Your analysis of making GPT-3 made me think a lot of this great blog post (and great blog) that I just read today. The gist of this and other posts there is to think of GPT-3 as a “multiverse-generator”, simulating some natural language realities. And with the prompt, the logit-bias and other aspects, you can push it to priviledge certain simulations. I feel like the link with what you’re saying is that making GPT-3 useful in that sense seems to push it towards simulating realities consistent/produced by agents, and so to almost optimize for an inner alignment problem.
I haven’t thought enough/studied enough the lottery ticket hypotheses and related idea to judge if your proposal makes sense, but even accepting it, I’m not sure it forbids basins of attraction. It just says that when the deceptive lottery ticket is found enough, then there is no way back. But that seems to me like something that Evan says quite often, which is that once the model is deceptive you can’t expect it to go back to non-deceptiveness (mabye because stuff like gradient hacking). Hence the need for a buffer around the deceptive region.
I guess the difference is that instead of the deceptive region of the model space, it’s the “your innate deceptiveness has won” region of the model space?
Right, so, the point of the argument for basin-like proposals is this:
A basin-type solution has to 1. initialize in such a way as to be within a good basin / not within a bad basin. 2. Train in a way which preserves this property. Most existing proposals focus on (2) and don’t say that much about (1), possibly counting on the idea that random initializations will at least not be actively deceptive. The argument I make in the post is meant to question this, pointing toward a difficulty in step (1).
One way to put the problem in focus: suppose the ensemble learning hypothesis:
Ensemble learning hypothesis (ELH): Big NNs basically work as a big ensemble of hypotheses, which learning sorts through to find a good one.
This bears some similarity to lottery-ticket thinking.
Now, according to ELH, we might expect that in order to learn deceptive or non-deceptive behavior we start with an NN big enough to represent both as hypotheses (within the random initialization).
But if our training method (for part (2) of the basin plan) only works under the assumption that no deceptive behavior is present yet, then it seems we can’t get started.
This argument is obviously a bit sloppy, though.
I guess the crux here is how much deceptiveness do you need before the training method is hijacked. My intuition is that you need to be relatively competent at deceptiveness, because the standard argument for why let’s say SGD will make good deceptive models more deceptive is that making them less deceptive would mean bigger loss and so it pushes towards more deception.
On the other hand, if there’s just a tiny probability or tiny part of deception in the model (not sure exactly what this means), then I expect that there are small updates that SGD can do that don’t make the model more deceptive (and maybe make it less deceptive) and yet reduce the loss. That’s the intuition that to learn that lying is a useful strategy, you must actually be “good enough” at lying (maybe by accident) to gain from it and adapt to it. I have friends who really suck at lying, and for them trying to be deceptive is just not worth it (even if they wanted to).
If you actually need deceptiveness to be strong already to have this issue, then I don’t think your ELH points to a problem because I don’t see why deceptiveness should dominate already.
I agree, but note that different methods will differ in this respect. The point is that you have to account for this question when making a basin of attraction argument.
Agreed, it depends on the training process.

# # # # #

WHAT IS REQUIRED: In the thread on basin-of-attraction arguments, what two steps must a basin-type solution take? None of this data is needed.

Saved data entries:
# # # # #

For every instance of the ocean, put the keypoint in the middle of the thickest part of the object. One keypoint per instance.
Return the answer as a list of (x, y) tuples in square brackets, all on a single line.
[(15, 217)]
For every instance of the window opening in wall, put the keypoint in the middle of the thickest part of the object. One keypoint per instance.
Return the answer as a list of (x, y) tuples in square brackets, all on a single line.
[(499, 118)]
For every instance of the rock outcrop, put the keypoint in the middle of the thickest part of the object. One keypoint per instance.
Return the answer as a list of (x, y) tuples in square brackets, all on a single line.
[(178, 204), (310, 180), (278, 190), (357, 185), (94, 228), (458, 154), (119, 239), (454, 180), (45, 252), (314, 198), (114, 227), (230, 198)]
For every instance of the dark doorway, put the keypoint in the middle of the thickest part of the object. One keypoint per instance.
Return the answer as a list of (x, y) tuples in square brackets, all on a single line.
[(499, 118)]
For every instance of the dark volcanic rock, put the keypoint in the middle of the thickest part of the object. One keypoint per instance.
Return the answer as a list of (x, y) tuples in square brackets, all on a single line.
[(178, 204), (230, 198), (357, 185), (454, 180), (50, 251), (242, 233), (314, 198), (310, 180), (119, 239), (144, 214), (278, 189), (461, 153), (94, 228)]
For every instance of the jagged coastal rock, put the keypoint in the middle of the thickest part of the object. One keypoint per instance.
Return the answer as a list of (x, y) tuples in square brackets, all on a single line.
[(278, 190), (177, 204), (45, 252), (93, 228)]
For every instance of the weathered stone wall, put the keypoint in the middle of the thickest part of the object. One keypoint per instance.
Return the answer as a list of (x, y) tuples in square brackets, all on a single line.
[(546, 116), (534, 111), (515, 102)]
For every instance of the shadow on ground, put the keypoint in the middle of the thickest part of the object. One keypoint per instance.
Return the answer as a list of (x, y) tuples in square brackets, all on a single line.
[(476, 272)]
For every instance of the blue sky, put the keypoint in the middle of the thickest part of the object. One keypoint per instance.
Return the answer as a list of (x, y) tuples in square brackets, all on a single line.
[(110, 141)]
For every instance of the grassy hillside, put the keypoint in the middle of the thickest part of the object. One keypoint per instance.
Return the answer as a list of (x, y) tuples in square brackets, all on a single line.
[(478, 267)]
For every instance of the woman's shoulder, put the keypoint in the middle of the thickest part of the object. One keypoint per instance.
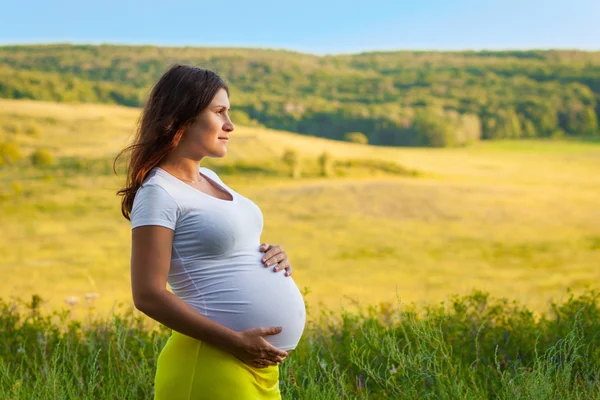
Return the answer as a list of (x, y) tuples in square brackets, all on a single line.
[(211, 174)]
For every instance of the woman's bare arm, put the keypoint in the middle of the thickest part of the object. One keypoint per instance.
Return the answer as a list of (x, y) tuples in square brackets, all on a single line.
[(150, 263)]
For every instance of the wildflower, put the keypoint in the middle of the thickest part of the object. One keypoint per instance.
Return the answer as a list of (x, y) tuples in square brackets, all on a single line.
[(71, 300), (91, 296), (41, 340)]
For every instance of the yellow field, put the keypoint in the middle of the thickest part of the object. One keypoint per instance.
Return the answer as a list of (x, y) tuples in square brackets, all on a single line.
[(519, 219)]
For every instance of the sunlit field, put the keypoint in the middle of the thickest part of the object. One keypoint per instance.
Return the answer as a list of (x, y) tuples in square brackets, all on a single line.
[(520, 219)]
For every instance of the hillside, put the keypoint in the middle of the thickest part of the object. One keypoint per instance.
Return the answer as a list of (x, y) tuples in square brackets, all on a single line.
[(395, 99), (516, 218)]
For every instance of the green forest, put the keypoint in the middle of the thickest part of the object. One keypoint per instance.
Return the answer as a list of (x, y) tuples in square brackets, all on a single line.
[(405, 98)]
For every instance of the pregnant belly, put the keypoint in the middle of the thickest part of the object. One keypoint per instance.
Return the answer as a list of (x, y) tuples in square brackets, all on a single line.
[(244, 294)]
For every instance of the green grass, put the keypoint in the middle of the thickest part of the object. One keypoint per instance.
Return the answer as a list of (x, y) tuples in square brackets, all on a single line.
[(471, 347), (515, 218)]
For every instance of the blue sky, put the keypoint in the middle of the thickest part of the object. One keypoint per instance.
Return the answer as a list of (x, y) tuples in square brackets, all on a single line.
[(319, 27)]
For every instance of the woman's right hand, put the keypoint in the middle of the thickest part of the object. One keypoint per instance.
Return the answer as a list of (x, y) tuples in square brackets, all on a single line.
[(252, 348)]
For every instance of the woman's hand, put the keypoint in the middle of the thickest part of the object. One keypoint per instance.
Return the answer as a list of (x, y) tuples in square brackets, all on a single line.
[(254, 350), (275, 256)]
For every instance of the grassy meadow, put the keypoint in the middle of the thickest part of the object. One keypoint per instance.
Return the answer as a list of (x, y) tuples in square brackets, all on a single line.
[(516, 218), (389, 250)]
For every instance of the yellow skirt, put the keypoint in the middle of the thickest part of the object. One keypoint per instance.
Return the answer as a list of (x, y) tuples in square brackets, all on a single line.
[(188, 369)]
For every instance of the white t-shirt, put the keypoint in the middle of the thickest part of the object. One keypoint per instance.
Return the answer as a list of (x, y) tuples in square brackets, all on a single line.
[(216, 263)]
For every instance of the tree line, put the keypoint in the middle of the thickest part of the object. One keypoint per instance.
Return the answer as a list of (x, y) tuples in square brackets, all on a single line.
[(407, 98)]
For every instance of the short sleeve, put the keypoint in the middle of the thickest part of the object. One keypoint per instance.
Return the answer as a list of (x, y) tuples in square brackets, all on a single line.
[(152, 205)]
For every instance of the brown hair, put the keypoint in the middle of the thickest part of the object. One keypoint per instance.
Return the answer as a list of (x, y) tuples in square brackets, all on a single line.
[(175, 101)]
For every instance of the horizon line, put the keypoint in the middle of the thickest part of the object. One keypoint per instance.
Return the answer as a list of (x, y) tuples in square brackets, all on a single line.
[(292, 50)]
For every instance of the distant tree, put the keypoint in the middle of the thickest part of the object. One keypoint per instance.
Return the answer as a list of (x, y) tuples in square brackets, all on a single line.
[(356, 137), (9, 153), (41, 158), (33, 129), (292, 159), (326, 164)]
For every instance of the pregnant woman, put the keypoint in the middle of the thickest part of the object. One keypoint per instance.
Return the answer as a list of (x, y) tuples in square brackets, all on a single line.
[(235, 312)]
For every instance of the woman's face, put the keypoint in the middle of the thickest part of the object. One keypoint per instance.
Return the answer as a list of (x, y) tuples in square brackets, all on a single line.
[(206, 136)]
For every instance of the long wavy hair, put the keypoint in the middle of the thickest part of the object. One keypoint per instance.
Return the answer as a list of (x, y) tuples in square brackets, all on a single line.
[(175, 101)]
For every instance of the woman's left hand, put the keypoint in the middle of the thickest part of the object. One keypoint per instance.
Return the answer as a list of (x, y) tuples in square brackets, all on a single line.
[(275, 257)]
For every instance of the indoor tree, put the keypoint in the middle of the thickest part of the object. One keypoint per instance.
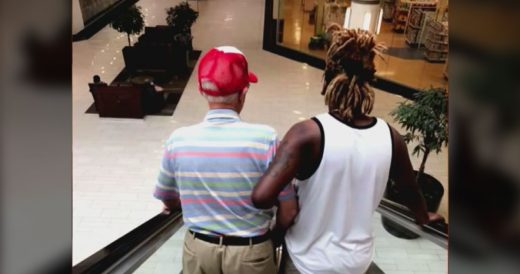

# # # # #

EXERCISE ANSWER: It must initialize so as to be within a good basin and not within a bad one, and then train in a way that preserves this property.